- [What to work on] Transcribe the listing exactly, leaving out every picture.

- [Material shown]
* * * * * * *

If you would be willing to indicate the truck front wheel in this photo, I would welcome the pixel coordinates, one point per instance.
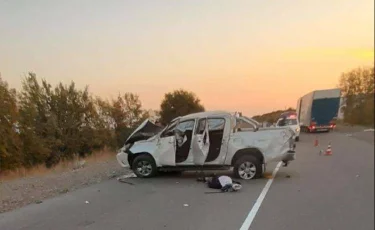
(247, 167)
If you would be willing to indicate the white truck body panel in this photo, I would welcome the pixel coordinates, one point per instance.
(304, 111)
(304, 104)
(327, 93)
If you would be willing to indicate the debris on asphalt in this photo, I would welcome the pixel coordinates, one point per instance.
(64, 191)
(126, 176)
(124, 181)
(267, 175)
(123, 178)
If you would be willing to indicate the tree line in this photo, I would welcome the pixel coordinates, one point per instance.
(44, 124)
(357, 91)
(357, 87)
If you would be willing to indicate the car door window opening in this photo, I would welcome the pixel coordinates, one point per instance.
(184, 135)
(215, 132)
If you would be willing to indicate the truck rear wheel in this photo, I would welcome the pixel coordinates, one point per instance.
(247, 167)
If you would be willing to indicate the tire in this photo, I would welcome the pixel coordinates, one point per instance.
(252, 163)
(144, 166)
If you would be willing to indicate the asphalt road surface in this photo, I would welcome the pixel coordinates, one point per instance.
(313, 192)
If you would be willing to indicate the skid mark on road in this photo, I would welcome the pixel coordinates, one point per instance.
(250, 217)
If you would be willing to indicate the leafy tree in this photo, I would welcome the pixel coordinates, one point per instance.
(357, 86)
(34, 120)
(10, 144)
(179, 103)
(127, 114)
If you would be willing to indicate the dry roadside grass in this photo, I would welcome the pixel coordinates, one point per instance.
(23, 187)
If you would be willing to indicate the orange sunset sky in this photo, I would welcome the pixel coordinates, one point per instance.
(243, 55)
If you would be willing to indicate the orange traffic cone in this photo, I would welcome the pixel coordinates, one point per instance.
(316, 142)
(329, 150)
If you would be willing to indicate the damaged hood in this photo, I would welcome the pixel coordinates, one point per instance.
(146, 130)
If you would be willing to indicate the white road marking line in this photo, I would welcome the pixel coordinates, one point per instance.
(250, 217)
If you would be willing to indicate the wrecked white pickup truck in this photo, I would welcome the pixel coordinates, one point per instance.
(207, 141)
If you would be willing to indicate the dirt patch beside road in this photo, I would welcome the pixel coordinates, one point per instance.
(34, 189)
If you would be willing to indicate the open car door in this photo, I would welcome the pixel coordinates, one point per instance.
(166, 146)
(201, 146)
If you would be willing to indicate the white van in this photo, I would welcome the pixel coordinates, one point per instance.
(290, 119)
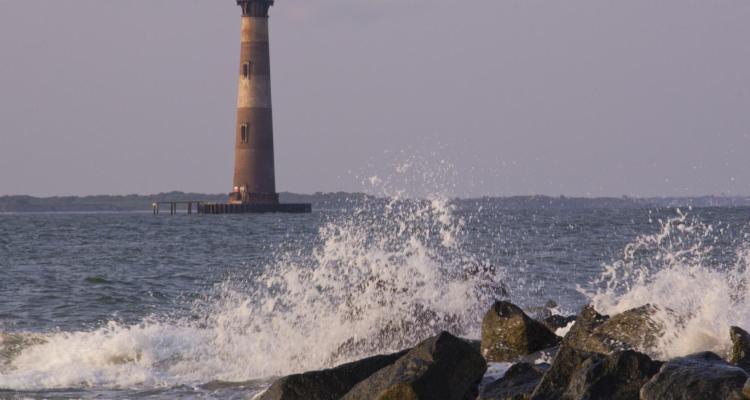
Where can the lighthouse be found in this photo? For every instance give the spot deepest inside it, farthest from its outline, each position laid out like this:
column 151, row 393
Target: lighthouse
column 254, row 183
column 254, row 176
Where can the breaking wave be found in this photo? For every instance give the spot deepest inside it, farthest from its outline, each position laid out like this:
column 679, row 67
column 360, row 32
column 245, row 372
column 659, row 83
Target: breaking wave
column 695, row 274
column 378, row 278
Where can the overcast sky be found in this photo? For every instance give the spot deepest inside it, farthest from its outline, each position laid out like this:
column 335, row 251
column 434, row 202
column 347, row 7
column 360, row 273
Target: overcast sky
column 593, row 98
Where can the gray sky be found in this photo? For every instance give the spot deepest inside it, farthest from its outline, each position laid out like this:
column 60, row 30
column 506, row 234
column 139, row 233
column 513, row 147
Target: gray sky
column 597, row 97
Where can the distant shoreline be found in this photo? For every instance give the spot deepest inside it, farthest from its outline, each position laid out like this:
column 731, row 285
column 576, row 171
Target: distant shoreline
column 128, row 203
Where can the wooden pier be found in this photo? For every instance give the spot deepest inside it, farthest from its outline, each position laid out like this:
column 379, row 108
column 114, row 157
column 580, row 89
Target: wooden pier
column 175, row 205
column 229, row 208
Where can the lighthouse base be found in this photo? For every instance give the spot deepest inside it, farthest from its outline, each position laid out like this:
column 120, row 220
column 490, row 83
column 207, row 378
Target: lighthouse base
column 250, row 208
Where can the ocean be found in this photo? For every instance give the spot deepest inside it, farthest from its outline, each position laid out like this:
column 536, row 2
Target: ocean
column 132, row 305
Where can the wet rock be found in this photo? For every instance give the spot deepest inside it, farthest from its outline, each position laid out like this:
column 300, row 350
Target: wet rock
column 541, row 357
column 508, row 333
column 555, row 382
column 619, row 376
column 329, row 384
column 634, row 329
column 555, row 322
column 582, row 375
column 518, row 383
column 741, row 348
column 701, row 376
column 443, row 367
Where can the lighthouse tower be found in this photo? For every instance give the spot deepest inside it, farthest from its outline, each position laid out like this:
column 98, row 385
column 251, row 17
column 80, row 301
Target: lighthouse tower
column 254, row 177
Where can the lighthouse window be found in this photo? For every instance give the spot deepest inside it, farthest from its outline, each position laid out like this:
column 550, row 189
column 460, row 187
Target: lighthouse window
column 246, row 70
column 244, row 134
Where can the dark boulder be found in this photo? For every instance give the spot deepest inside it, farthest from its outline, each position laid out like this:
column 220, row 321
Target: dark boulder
column 634, row 329
column 508, row 333
column 577, row 375
column 443, row 367
column 555, row 322
column 329, row 384
column 701, row 376
column 518, row 383
column 741, row 348
column 619, row 376
column 555, row 382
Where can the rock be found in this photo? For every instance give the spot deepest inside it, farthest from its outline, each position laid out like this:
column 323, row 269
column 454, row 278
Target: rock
column 555, row 322
column 619, row 376
column 741, row 348
column 701, row 376
column 581, row 375
column 443, row 367
column 555, row 382
column 518, row 383
column 634, row 329
column 328, row 384
column 508, row 333
column 541, row 357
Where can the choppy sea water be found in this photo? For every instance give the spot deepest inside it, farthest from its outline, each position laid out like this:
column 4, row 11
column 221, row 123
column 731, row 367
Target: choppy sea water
column 129, row 305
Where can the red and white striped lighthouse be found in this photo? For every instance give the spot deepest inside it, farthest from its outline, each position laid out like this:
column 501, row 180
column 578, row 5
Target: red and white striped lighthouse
column 254, row 177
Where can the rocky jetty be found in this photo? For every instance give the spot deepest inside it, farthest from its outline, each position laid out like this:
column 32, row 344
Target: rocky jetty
column 600, row 358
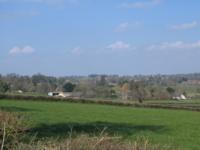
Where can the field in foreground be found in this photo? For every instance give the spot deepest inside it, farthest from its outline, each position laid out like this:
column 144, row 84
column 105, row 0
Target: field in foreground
column 55, row 119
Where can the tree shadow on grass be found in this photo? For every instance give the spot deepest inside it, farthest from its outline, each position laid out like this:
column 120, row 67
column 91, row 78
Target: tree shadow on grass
column 94, row 128
column 15, row 109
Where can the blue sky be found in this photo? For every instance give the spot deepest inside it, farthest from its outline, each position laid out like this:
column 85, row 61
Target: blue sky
column 81, row 37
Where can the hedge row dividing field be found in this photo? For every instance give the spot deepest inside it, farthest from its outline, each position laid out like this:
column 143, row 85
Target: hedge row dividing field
column 177, row 128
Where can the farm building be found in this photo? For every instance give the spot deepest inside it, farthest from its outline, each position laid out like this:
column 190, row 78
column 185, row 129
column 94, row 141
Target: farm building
column 179, row 97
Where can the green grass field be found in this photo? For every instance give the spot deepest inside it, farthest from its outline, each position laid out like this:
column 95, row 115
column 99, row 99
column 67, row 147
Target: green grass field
column 56, row 119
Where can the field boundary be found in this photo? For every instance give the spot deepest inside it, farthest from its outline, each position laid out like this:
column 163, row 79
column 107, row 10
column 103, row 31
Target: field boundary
column 102, row 102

* * * * * * *

- [Exercise result]
If you would be willing to indicate the truck front wheel in this photo, I would welcome the pixel coordinates, one point per instance.
(247, 167)
If you would be willing to indicate the white truck body panel in this photo, I would welcome the pixel coordinates, one point per instance.
(304, 111)
(304, 104)
(327, 93)
If you would be willing to indicate the debris on asphalt in this photo, I would welcome the pixel coordinates, one point per instance.
(64, 191)
(126, 176)
(124, 181)
(267, 175)
(123, 178)
If you would be willing to indicate the tree line in this photo, I would welcome the pixel coordinates, one point per instance.
(44, 124)
(357, 91)
(357, 87)
If you would be willing to indicate the car door window opening in this photo, I would welcome the pixel coordinates, one point per instance.
(184, 135)
(215, 132)
If you would be willing to indicate the truck rear wheel in this photo, I would welcome the pixel coordinates, one point per instance.
(247, 167)
If you would be willing to indicate the tire in this photo, I would welcome the pixel coordinates, one point per instance.
(252, 163)
(144, 166)
If you would be willing to indicate the asphalt road surface in this photo, I would welcome the pixel coordinates, one point per instance.
(313, 192)
If you would be willing to indicate the skid mark on road in this photo, I would welcome the pixel coordinates, one point per instance.
(250, 217)
If you would be willing to indicate the leafy tree in this photo, I would welcome the pixel coordinates, one point per instance.
(357, 86)
(34, 120)
(10, 144)
(179, 103)
(127, 114)
If you would be willing to indicate the dry roadside grass in this photo, I would welcome the pixel coordinates, one point per instance.
(23, 187)
If you would be willing to indicate the orange sunset sky in this photo, I would welcome the pixel coordinates, one point per instance.
(243, 55)
If you would be willing to indicate the orange traffic cone in this photo, I would welcome the pixel coordinates, one point per instance.
(316, 142)
(329, 150)
If you would be willing to indicate the damaged hood in this photo, I would welcome the pixel coordinates, one point per instance.
(146, 130)
If you would be willing to indicate the white road marking line in this photo, I would welcome the pixel coordinates, one point per instance.
(250, 217)
If you would be willing to indicate the wrecked white pickup truck in this photo, I would welcome the pixel coordinates, one point per instance.
(207, 141)
If you would be willing to indicate the dirt patch beside road in this photo, I would welcome the pixel coordinates, one point per instance.
(34, 189)
If you would be willing to indicate the open car door in this photo, I would welcome the pixel coordinates, one point per instance.
(166, 146)
(201, 146)
If you would be willing to indicate the white van in this photo, I would welcome the pixel coordinates, one point per instance.
(290, 119)
Where can the lighthouse be found in this photo? For every instance give the spot deepest inside it, farthest from its outline, each position laid out like this:
column 151, row 393
Target: lighthouse
column 254, row 183
column 254, row 176
Where can the breaking wave be found in this photo? For every instance give the spot deepest inside it, farthest from its outline, each position laid out like this:
column 679, row 67
column 360, row 32
column 245, row 372
column 659, row 83
Target: breaking wave
column 695, row 274
column 378, row 278
Where can the overcast sky be found in this photo? For every instance give the spot deepest inside it, farthest from its outline, each position laid out like this:
column 335, row 251
column 434, row 202
column 347, row 7
column 360, row 273
Target: overcast sky
column 593, row 98
Where can the gray sky be found in this photo? For every instance give the spot deepest inside it, farthest from its outline, each position laid out like this:
column 60, row 30
column 506, row 234
column 139, row 233
column 513, row 147
Target: gray sky
column 597, row 97
Where can the distant shoreline be found in this photo? For every instance give the spot deepest inside it, farthest from its outline, each position laid out like this:
column 731, row 285
column 576, row 171
Target: distant shoreline
column 128, row 203
Where can the wooden pier be found in this photo? For every instance give the spot deepest inside it, farthest from its outline, each position laid out like this:
column 379, row 108
column 114, row 157
column 580, row 89
Target: wooden pier
column 175, row 205
column 229, row 208
Where can the lighthouse base be found in this photo? For every instance give the spot deepest inside it, farthest from its outline, each position laid out like this:
column 120, row 220
column 490, row 83
column 207, row 378
Target: lighthouse base
column 250, row 208
Where can the ocean be found in this photo? For every instance give the spot deepest inside it, farthest from its outline, each position laid out like this:
column 536, row 2
Target: ocean
column 132, row 305
Where can the wet rock be found in this photo? For every instance give the spot deepest inside it, farthest from its outline, each position laid out like this:
column 300, row 350
Target: wet rock
column 541, row 357
column 508, row 333
column 555, row 382
column 619, row 376
column 329, row 384
column 634, row 329
column 555, row 322
column 582, row 375
column 518, row 383
column 741, row 348
column 701, row 376
column 443, row 367
Where can the lighthouse tower be found in this photo? For every instance give the spot deepest inside it, farthest from its outline, each position laid out like this:
column 98, row 385
column 251, row 17
column 80, row 301
Target: lighthouse tower
column 254, row 177
Where can the lighthouse window be found in this photo? For every instance give the spot deepest inside it, farthest from its outline, each position laid out like this:
column 550, row 189
column 460, row 187
Target: lighthouse window
column 246, row 70
column 244, row 134
Where can the dark boulder be found in this photo? For every instance give the spot deepest inside it, farthest from its outline, each position laid out like this:
column 220, row 321
Target: dark boulder
column 634, row 329
column 508, row 333
column 577, row 375
column 443, row 367
column 555, row 322
column 329, row 384
column 701, row 376
column 518, row 383
column 741, row 348
column 619, row 376
column 555, row 382
Where can the rock be found in this photo? For every instance give the spot deepest inside it, farthest from its outline, each position laid out like this:
column 323, row 269
column 454, row 278
Target: rock
column 555, row 322
column 619, row 376
column 741, row 348
column 701, row 376
column 581, row 375
column 443, row 367
column 555, row 382
column 518, row 383
column 634, row 329
column 328, row 384
column 508, row 333
column 541, row 357
Where can the choppy sea water be found in this photo? For every instance give the spot deepest inside it, farthest from its outline, each position laid out like this:
column 4, row 11
column 221, row 123
column 731, row 367
Target: choppy sea water
column 129, row 305
Where can the red and white striped lighthouse be found in this photo? For every instance give the spot deepest inside it, farthest from its outline, each position laid out like this:
column 501, row 180
column 578, row 5
Target: red and white striped lighthouse
column 254, row 177
Where can the rocky jetty be found in this photo? For every instance give the spot deepest inside it, farthest from its outline, each position laid out like this:
column 32, row 344
Target: rocky jetty
column 600, row 358
Where can the field in foreground be found in this photo? For every instance give the spot deepest inside it, farthest from its outline, each position laid out like this:
column 144, row 84
column 105, row 0
Target: field in foreground
column 55, row 119
Where can the tree shadow on grass be found in this photo? For every instance give the spot deepest inside it, farthest from its outline, each position laid out like this:
column 120, row 67
column 91, row 78
Target: tree shadow on grass
column 94, row 128
column 15, row 109
Where can the blue sky be found in this photo? For every instance give the spot deepest inside it, farthest from its outline, each position laid out like this:
column 85, row 61
Target: blue sky
column 81, row 37
Where can the hedge row dividing field be found in this photo? For every instance give the spot deepest inside it, farthest from its outline, each position laid out like this:
column 143, row 85
Target: hedge row dividing field
column 177, row 128
Where can the farm building be found in this photo? For every instance give the spot deepest inside it, farthest from its outline, each position laid out like this:
column 190, row 78
column 185, row 129
column 94, row 141
Target: farm building
column 179, row 97
Where can the green grass field be found in this photo? For every instance give the spot deepest inside it, farthest from its outline, each position laid out like this:
column 95, row 115
column 99, row 99
column 67, row 147
Target: green grass field
column 56, row 119
Where can the field boundary be found in this photo? For every instance give the spot deepest inside it, farthest from its outline, each position laid out like this:
column 163, row 79
column 107, row 10
column 103, row 31
Target: field boundary
column 102, row 102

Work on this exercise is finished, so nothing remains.